* EXERCISE
Each line of the listing below must be retyped exactly, with images left out.

* EXERCISE MATERIALS
=== Begin Enclosure ===
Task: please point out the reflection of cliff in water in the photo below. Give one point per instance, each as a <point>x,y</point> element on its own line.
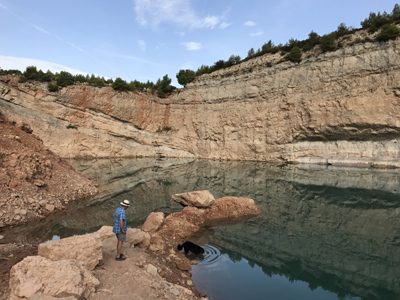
<point>338,228</point>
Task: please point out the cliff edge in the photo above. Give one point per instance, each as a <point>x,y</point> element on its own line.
<point>331,108</point>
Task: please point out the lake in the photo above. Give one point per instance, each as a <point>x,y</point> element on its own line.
<point>324,232</point>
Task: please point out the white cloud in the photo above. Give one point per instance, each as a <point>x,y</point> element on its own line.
<point>258,33</point>
<point>192,46</point>
<point>224,25</point>
<point>142,45</point>
<point>41,29</point>
<point>249,24</point>
<point>154,12</point>
<point>20,63</point>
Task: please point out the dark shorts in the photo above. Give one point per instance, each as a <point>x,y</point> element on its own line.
<point>121,237</point>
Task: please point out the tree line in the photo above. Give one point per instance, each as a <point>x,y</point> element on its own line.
<point>162,87</point>
<point>293,49</point>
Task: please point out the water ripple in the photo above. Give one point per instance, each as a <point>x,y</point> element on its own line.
<point>210,255</point>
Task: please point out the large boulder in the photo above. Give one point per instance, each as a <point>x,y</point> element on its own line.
<point>86,248</point>
<point>134,236</point>
<point>105,232</point>
<point>39,275</point>
<point>153,222</point>
<point>200,199</point>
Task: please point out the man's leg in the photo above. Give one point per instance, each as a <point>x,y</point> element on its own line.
<point>119,248</point>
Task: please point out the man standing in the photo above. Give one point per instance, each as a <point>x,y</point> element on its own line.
<point>119,227</point>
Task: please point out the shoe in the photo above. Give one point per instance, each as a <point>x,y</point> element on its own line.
<point>120,258</point>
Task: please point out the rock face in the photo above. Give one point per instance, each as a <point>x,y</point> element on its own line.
<point>153,222</point>
<point>85,248</point>
<point>200,199</point>
<point>39,275</point>
<point>144,276</point>
<point>332,108</point>
<point>33,180</point>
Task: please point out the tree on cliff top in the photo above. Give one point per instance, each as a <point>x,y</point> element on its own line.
<point>185,76</point>
<point>164,86</point>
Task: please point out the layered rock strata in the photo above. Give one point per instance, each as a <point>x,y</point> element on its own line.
<point>332,108</point>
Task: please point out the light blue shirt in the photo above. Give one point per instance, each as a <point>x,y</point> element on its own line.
<point>119,215</point>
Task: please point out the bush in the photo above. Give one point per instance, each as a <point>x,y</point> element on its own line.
<point>52,87</point>
<point>164,86</point>
<point>185,76</point>
<point>120,85</point>
<point>64,79</point>
<point>388,32</point>
<point>294,54</point>
<point>328,42</point>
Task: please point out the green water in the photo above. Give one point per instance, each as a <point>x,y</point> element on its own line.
<point>324,233</point>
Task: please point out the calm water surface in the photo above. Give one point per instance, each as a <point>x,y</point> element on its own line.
<point>324,233</point>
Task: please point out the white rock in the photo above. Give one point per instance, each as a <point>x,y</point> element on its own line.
<point>86,248</point>
<point>39,275</point>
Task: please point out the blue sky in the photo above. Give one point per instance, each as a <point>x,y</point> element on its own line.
<point>146,39</point>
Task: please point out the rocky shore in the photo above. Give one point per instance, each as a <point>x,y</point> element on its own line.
<point>84,267</point>
<point>34,183</point>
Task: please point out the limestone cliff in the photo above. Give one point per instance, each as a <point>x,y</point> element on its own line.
<point>335,108</point>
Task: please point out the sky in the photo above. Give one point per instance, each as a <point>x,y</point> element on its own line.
<point>147,39</point>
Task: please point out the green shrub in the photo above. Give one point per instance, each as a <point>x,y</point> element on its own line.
<point>52,87</point>
<point>120,85</point>
<point>185,76</point>
<point>388,32</point>
<point>328,42</point>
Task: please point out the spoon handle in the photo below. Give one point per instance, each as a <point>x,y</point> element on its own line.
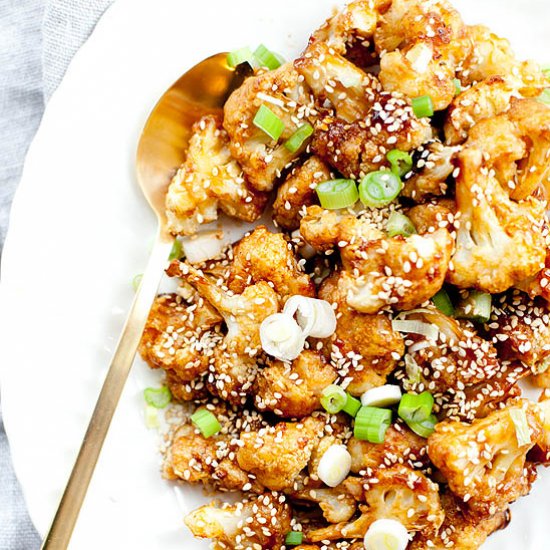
<point>63,523</point>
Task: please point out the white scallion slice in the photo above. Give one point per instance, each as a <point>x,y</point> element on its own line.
<point>415,327</point>
<point>519,418</point>
<point>281,337</point>
<point>204,246</point>
<point>334,465</point>
<point>383,396</point>
<point>386,534</point>
<point>315,317</point>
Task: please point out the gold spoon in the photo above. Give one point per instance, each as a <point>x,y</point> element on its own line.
<point>161,149</point>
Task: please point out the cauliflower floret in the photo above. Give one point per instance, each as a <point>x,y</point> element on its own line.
<point>282,91</point>
<point>483,462</point>
<point>520,329</point>
<point>179,337</point>
<point>276,455</point>
<point>233,366</point>
<point>499,241</point>
<point>261,523</point>
<point>432,165</point>
<point>210,179</point>
<point>485,99</point>
<point>364,347</point>
<point>266,256</point>
<point>293,390</point>
<point>461,529</point>
<point>398,493</point>
<point>298,191</point>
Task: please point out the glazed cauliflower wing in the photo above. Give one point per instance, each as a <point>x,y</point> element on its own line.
=== End Enclosure ===
* WORKED SOLUTION
Task: please point out the reflection of cliff in water in the photo below. Give one point per instance, each as a <point>x,y</point> element on its own line.
<point>338,228</point>
Task: please point out the cliff edge in the photo above. Give one point per instance, each as a <point>x,y</point> element on its own line.
<point>331,108</point>
Task: please point out the lake in the photo above. Give one point per instance, each as a <point>x,y</point> element on its own line.
<point>324,232</point>
Task: please point out the white cloud in the photo above. Give one point per instance, each as a <point>x,y</point> element on its own line.
<point>258,33</point>
<point>192,46</point>
<point>224,25</point>
<point>142,45</point>
<point>41,29</point>
<point>249,24</point>
<point>154,12</point>
<point>20,63</point>
Task: please point out the dark shorts in the photo above. Give one point per instance, each as a <point>x,y</point> element on its own line.
<point>121,237</point>
Task: please point out the tree line in the photo above. Give one point per instance, each as a <point>x,y</point> element on its own line.
<point>162,87</point>
<point>293,49</point>
Task: please point out the water ripple in the photo above. Give one point per instance, each as a <point>x,y</point> element on its own line.
<point>210,255</point>
Task: please point out the large boulder in the photo above. Give one point per instance, each as a <point>x,y</point> element on its own line.
<point>86,248</point>
<point>134,236</point>
<point>105,232</point>
<point>39,275</point>
<point>153,222</point>
<point>200,199</point>
Task: please point out the man's leg in the photo above. Give one point per instance, each as a <point>x,y</point> element on its own line.
<point>119,248</point>
Task: please point out the man standing in the photo above. Give one point per instance, each as a <point>x,y</point> element on its own line.
<point>119,227</point>
Task: please point out the shoe in the photo above. Give one point per instance, each as a <point>x,y</point> element on its own line.
<point>120,258</point>
Task: please point out the rock face in the photo above. Give one point per instance, each as a <point>x,y</point> element on its own line.
<point>153,222</point>
<point>85,248</point>
<point>200,199</point>
<point>39,275</point>
<point>144,276</point>
<point>332,108</point>
<point>33,180</point>
Task: please point out the tree on cliff top in the photo above. Give one point per instance, each as a <point>x,y</point> element on its own line.
<point>185,76</point>
<point>164,86</point>
Task: please point out the layered rock strata in the photo above. Give one point per instance, each as a <point>x,y</point> element on its own line.
<point>332,108</point>
Task: please point out the light blue shirt in the photo above. Give one point per instance, each as a <point>x,y</point> element on its own line.
<point>119,215</point>
Task: please point out the bush in the photo above. Give one point per instance, each as a <point>x,y</point> element on its own line.
<point>52,87</point>
<point>164,86</point>
<point>185,76</point>
<point>120,85</point>
<point>64,79</point>
<point>388,32</point>
<point>294,54</point>
<point>328,42</point>
Task: please point out the green water in the photo above. Give one point per instance, each as a <point>x,y</point> element on its own line.
<point>324,233</point>
Task: please point out the calm water surface in the photo above. Give one point per instance, each as a <point>x,y</point> element on its own line.
<point>324,233</point>
Task: please point out the white rock in the photo above. Give one point per instance, each as a <point>x,y</point> element on its own line.
<point>86,248</point>
<point>39,275</point>
Task: please point out the blue sky in the photo above. Give one point per instance, each as a <point>x,y</point> element on its own line.
<point>146,39</point>
Task: please point out the rocky shore in the photo above. Give one point per instance, each as a <point>x,y</point> element on its own line.
<point>84,267</point>
<point>34,183</point>
Task: please point out the limestone cliff in the photo above. Give one point per instance, each as a <point>x,y</point> element on its own line.
<point>335,108</point>
Task: please point out the sky in the photo above. Give one point per instance, each as a <point>x,y</point> element on its own line.
<point>147,39</point>
Task: please point out the green shrub in the photo above. Give one point per instance, each as a <point>x,y</point> element on its own line.
<point>52,87</point>
<point>120,85</point>
<point>185,76</point>
<point>388,32</point>
<point>328,42</point>
Task: please point out the spoon handle in the photo below. Give one point per instance, each as a <point>x,y</point> element on its own line.
<point>63,523</point>
Task: please point out the white scallion slice in the photo above. Give one point per instance, each as a <point>x,y</point> element on its own line.
<point>415,327</point>
<point>519,418</point>
<point>281,337</point>
<point>204,246</point>
<point>334,465</point>
<point>383,396</point>
<point>386,534</point>
<point>315,317</point>
Task: please point out the gold spoon in the photo above. Give one point per instance, each as a <point>x,y</point> element on its own line.
<point>161,149</point>
Task: please point out the cauliflower floret in the photo above. Give one point per instance, each as a <point>x,y</point> element on its own line.
<point>282,91</point>
<point>483,462</point>
<point>520,329</point>
<point>179,337</point>
<point>276,455</point>
<point>233,366</point>
<point>499,241</point>
<point>261,523</point>
<point>432,165</point>
<point>210,179</point>
<point>485,99</point>
<point>364,347</point>
<point>266,256</point>
<point>293,390</point>
<point>461,529</point>
<point>398,493</point>
<point>298,191</point>
Task: please point out the glazed cauliflower wing in the photo above. Give one point per instance, each as a <point>x,y</point> element on its own line.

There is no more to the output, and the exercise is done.